C. Media Sebagai Sumber Belajar
     
       Belajar mengajar adalah suatu proses yang mengolah sejumlah nilai untuk dikonsumsi oleh setiap anak didik. Nilai-nilai itu tidak datang dengan sendirinya, tetapi terambil dari berbagai sumber. Sumber belajar yang sesungguhnya banyak sekali terdapat di mana-mana; di sekolah, di halaman, di pusat kota, di pedesaan, dan sebagainya. Udin Saripuddin dan Winataputra (199: 65) mengelompokkan sumber-sumber belajar menjadi lima kategori, yaitu manusia, buku perpustakaan, media massa, alam lingkungan, dan media pendidikan. Karena itu, sumber belajar adalah segala sesuatu yang dapat dipergunakan sebagai tempat di mana bahan pengajaran terdapat atau asal untuk belajar seseorang.
     
       Media pendidikan sebagai salah satu sumber belajar ikut membantu guru memperkaya wawasan anak didik. Aneka macam bentuk dan jenis media pendidikan yang digunakan oleh guru menjadi sumber ilmu pengetahuan bagi anak didik. Dalam menerangkan suatu benda, guru dapat membawa bendanya secara langsung ke hadapan anak didik di kelas. Dengan menghadirkan bendanya seiring dengan penjelasan mengenai benda itu, maka benda itu dijadikan sebagai sumber belajar.

Tugas Anda: Lanjutkan teks di atas tentang media sebagai sumber belajar, dimulai setelah kalimat terakhirnya.

[Data Tersimpan]
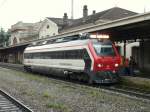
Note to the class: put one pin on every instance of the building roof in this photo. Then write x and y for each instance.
(104, 16)
(59, 21)
(30, 27)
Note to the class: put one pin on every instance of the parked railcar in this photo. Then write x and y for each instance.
(85, 57)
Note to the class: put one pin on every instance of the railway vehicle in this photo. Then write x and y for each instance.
(86, 57)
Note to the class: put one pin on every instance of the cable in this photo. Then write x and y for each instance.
(2, 3)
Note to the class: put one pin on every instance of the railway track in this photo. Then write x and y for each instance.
(130, 92)
(10, 104)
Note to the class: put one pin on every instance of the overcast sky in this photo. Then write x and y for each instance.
(12, 11)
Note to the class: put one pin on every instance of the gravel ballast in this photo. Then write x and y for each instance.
(44, 94)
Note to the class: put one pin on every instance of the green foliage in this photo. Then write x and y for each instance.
(4, 38)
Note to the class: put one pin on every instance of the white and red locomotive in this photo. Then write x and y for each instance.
(86, 57)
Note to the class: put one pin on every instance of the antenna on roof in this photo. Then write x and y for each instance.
(144, 9)
(116, 3)
(72, 4)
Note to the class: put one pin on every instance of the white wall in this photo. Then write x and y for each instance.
(128, 48)
(51, 31)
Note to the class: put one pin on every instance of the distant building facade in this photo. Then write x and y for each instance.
(23, 32)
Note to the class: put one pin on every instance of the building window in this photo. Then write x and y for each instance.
(47, 26)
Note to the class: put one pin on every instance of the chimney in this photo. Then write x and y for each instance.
(65, 19)
(94, 12)
(85, 11)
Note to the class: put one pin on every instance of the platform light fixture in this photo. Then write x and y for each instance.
(100, 36)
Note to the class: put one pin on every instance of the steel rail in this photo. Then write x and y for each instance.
(112, 89)
(9, 103)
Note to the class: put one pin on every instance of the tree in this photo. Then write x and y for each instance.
(4, 38)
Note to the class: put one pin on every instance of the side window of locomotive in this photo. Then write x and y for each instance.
(85, 54)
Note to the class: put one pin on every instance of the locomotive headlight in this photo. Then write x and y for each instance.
(116, 65)
(100, 65)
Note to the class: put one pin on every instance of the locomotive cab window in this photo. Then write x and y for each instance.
(104, 49)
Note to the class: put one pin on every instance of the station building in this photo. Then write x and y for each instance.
(22, 34)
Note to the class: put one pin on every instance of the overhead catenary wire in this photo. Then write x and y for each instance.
(2, 3)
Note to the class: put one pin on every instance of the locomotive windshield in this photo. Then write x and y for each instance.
(105, 49)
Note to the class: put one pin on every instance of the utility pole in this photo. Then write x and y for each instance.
(72, 4)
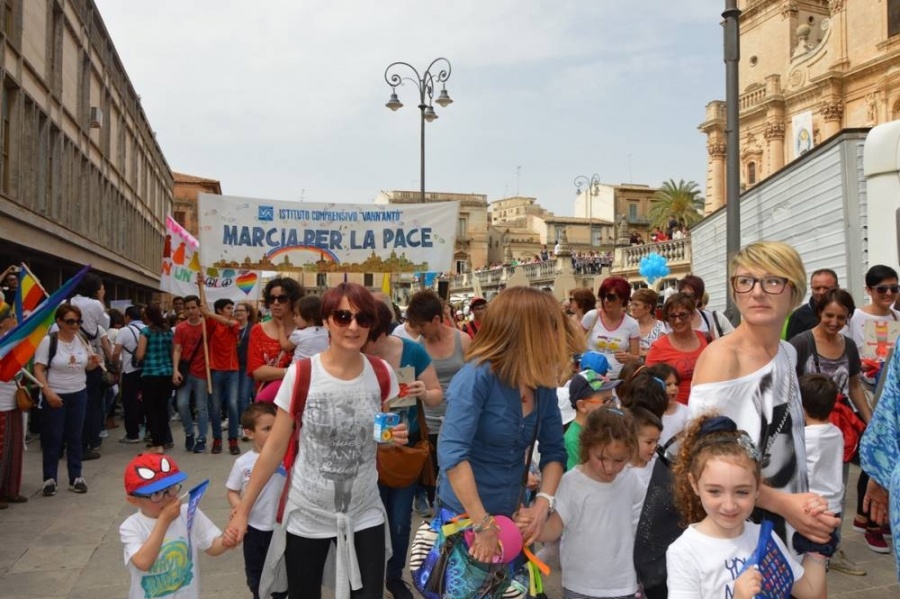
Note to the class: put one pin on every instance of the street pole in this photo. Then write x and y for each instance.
(732, 140)
(425, 83)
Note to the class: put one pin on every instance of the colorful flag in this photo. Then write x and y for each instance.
(30, 293)
(194, 496)
(17, 347)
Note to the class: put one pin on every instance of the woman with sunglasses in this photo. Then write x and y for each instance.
(64, 389)
(750, 377)
(681, 347)
(609, 329)
(334, 481)
(267, 360)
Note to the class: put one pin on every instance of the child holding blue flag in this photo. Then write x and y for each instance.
(163, 539)
(721, 554)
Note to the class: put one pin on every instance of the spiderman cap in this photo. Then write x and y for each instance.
(151, 472)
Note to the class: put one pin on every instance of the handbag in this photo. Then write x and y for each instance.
(441, 567)
(401, 466)
(24, 401)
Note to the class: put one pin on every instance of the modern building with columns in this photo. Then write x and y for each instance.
(808, 69)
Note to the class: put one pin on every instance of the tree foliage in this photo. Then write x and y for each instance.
(681, 200)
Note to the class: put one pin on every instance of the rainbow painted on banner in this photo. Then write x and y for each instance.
(18, 346)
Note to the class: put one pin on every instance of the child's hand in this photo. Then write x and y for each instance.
(748, 584)
(171, 511)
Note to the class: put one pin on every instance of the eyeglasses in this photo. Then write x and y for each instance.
(772, 285)
(343, 318)
(156, 497)
(883, 289)
(679, 316)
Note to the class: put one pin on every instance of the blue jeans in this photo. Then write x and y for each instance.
(398, 505)
(225, 389)
(63, 424)
(246, 386)
(197, 386)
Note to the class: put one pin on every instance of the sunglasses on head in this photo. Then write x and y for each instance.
(882, 289)
(343, 318)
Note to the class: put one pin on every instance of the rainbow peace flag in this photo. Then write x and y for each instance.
(17, 347)
(29, 295)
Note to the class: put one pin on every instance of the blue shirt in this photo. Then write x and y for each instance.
(484, 426)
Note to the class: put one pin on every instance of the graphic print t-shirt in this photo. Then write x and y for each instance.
(335, 468)
(174, 574)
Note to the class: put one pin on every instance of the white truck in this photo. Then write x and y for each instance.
(838, 205)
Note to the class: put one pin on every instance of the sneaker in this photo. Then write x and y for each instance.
(841, 563)
(49, 489)
(875, 541)
(78, 486)
(398, 589)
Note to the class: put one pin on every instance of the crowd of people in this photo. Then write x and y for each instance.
(622, 415)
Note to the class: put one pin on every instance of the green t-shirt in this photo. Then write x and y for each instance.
(573, 444)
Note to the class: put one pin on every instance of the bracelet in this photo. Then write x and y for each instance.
(818, 558)
(486, 523)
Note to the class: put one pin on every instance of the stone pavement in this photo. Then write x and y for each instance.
(68, 546)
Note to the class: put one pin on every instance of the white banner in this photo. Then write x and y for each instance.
(181, 263)
(271, 235)
(801, 126)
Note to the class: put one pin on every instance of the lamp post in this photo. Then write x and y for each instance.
(437, 72)
(593, 187)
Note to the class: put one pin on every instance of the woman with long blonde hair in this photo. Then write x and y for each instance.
(498, 402)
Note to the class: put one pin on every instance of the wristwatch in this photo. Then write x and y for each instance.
(550, 499)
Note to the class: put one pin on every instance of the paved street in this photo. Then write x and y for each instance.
(68, 546)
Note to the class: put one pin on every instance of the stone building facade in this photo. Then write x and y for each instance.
(808, 69)
(82, 177)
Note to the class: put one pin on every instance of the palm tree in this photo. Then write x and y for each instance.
(680, 200)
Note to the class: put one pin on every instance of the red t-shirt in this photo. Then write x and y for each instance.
(222, 345)
(190, 338)
(682, 362)
(262, 350)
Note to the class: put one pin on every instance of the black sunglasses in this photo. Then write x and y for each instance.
(343, 318)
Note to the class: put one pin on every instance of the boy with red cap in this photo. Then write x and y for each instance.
(159, 556)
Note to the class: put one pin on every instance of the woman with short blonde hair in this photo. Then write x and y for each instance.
(496, 404)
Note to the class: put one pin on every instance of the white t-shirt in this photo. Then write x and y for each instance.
(758, 403)
(856, 329)
(609, 341)
(674, 423)
(262, 516)
(309, 342)
(825, 463)
(591, 510)
(335, 468)
(704, 567)
(66, 373)
(174, 574)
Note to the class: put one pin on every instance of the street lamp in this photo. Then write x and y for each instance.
(425, 82)
(591, 191)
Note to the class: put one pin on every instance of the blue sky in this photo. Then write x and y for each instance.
(284, 99)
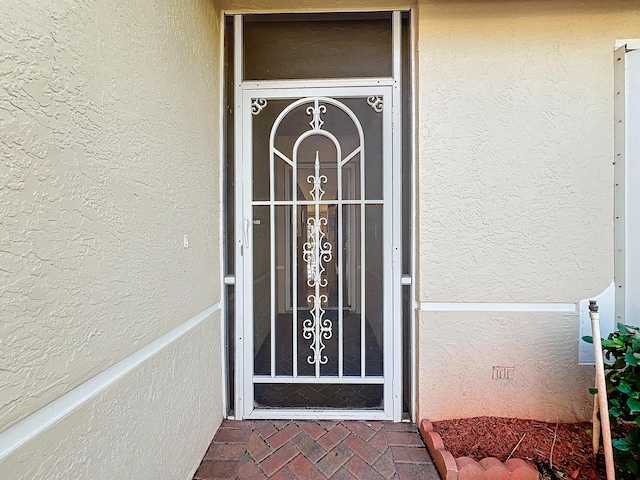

Hasil:
     
       Kalau dalam pendidikan di masa lalu, guru merupakan satu-satunya sumber belajar bagi anak didik. Sehingga kegiatan pendidikan cenderung masih tradisional. Perangkat teknologi penyebarannya masih sangat terbatas dan belum memasuki dunia pendidikan. Tetapi lain halnya sekarang, perangkat teknologi sudah ada di mana-mana. Pertumbuhan dan perkembangannya hampir-hampir tak terkendali, sehingga wabahnya pun menyusup ke dalam dunia pendidikan. Di sekolah-sekolah kini, terutama di kota-kota besar, teknologi dalam berbagai bentuk dan jenisnya sudah dipergunakan untuk mencapai tujuan. Ternyata teknologi, yang disepakati sebagai media itu, tidak hanya sebagai alat bantu, tetapi juga sebagai sumber belajar dalam proses belajar mengajar.
     
       Media sebagai sumber belajar diakui sebagai alat bantu auditif, visual, dan audiovisual. Penggunaan ketiga jenis sumber belajar ini tidak sembarangan, tetapi harus disesuaikan dengan perumusan tujuan instruksional, dan tentu saja dengan kompetensi guru itu sendiri, dan sebagainya.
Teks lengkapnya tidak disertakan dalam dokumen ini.